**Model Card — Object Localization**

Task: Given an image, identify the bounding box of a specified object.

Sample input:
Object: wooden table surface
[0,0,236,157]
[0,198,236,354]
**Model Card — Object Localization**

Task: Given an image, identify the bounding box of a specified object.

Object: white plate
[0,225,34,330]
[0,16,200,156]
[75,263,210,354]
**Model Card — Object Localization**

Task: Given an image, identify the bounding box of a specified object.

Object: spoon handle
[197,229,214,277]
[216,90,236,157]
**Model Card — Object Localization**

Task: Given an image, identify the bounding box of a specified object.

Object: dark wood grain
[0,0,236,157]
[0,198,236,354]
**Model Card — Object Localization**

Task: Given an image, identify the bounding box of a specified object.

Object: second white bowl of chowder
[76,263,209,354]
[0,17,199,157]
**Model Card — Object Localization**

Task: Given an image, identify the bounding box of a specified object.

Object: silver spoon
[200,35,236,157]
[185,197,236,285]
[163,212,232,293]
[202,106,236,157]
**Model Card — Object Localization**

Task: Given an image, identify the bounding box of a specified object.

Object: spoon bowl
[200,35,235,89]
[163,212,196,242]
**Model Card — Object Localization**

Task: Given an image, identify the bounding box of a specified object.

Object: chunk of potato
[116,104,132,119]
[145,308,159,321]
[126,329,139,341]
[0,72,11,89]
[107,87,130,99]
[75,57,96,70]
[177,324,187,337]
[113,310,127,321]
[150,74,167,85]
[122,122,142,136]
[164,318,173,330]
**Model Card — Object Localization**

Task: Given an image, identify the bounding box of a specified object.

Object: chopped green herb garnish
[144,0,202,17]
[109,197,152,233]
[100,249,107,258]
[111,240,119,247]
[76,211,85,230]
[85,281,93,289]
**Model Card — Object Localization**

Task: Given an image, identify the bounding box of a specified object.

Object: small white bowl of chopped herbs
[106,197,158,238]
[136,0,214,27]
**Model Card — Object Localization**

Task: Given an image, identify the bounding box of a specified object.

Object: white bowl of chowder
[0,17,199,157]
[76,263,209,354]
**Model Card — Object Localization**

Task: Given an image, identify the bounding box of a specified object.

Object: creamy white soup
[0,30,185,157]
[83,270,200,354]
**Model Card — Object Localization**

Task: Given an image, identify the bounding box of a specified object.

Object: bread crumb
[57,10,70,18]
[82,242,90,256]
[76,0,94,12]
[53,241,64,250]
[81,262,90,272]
──────────────────────────────
Description of the task ::
Reproduce the listing above with every "bounding box" renamed to "enclosing rectangle", leaving all other text untouched.

Worked solution ::
**Model Card — Object Localization**

Task: Given an image, identify the enclosing rectangle of a specified object.

Sample input:
Object: wooden table surface
[0,0,236,157]
[0,198,236,354]
**Model Card — Object Localization**

Task: Given an image, identify the enclosing rectangle of a specified object.

Object: white plate
[0,225,34,330]
[0,16,200,156]
[75,263,210,354]
**Model Card — Object Localization**

Task: Given an image, identify the enclosing rectangle of a specified object.

Object: spoon handle
[197,229,214,277]
[216,90,236,157]
**Model Card — Object Localization**

Task: Given an image, identify the enclosing rectangle of a specified object.

Object: dark wood grain
[0,0,236,157]
[0,198,236,354]
**Model Card — Object Localization**

Task: Given an image, identify the enclosing rectangle of a specified object.

Object: second white bowl of chowder
[76,263,209,354]
[0,17,199,157]
**Model Card — Object Localization**

Task: Given an image, identify the enclosing rectangle of a specified object.

Object: silver spoon
[200,35,236,157]
[185,197,236,285]
[163,212,232,293]
[202,106,236,157]
**Model Card — Object Localization**

Task: Given an image, identify the enclosing rectangle of a specified object.

Object: spoon bowl
[200,35,235,89]
[163,212,196,242]
**Model Card — Object Localization**

Task: Given an image, identify the enclosing rectangle of a specified object.

Object: chunk of potato
[116,104,132,119]
[145,308,159,321]
[126,329,139,341]
[0,72,11,89]
[107,87,130,99]
[75,57,96,70]
[177,324,187,337]
[113,310,127,321]
[150,74,167,85]
[122,122,142,136]
[164,318,173,330]
**Model Card — Object Localization**

Task: Given an image, identify the enclosing rectangle of a specified object.

Object: chopped green herb garnish
[144,0,202,17]
[109,197,152,233]
[100,249,107,258]
[111,240,119,247]
[76,211,85,230]
[85,281,93,289]
**Model Card — Object Localization**

Task: Given an image, identify the enclosing rectangle of a specified object.

Object: small white bowl of chopped herbs
[106,197,158,238]
[136,0,214,27]
**Model Card — Object Localization**

Task: Given an image, identify the enclosing rectangle of a specified object.

Object: white bowl of chowder
[0,17,199,157]
[76,263,209,354]
**Model Card — Object Localization**

Task: Given an image, identify the enclosing rectangle of a specified object.

Object: creamy white soup
[0,30,185,157]
[83,270,200,354]
**Model Card — Object Localization**

Task: Given an image, identify the enclosing rectangle of a specified object.

Object: bread crumb
[57,10,70,18]
[82,242,90,256]
[76,0,94,12]
[53,241,64,250]
[81,262,90,272]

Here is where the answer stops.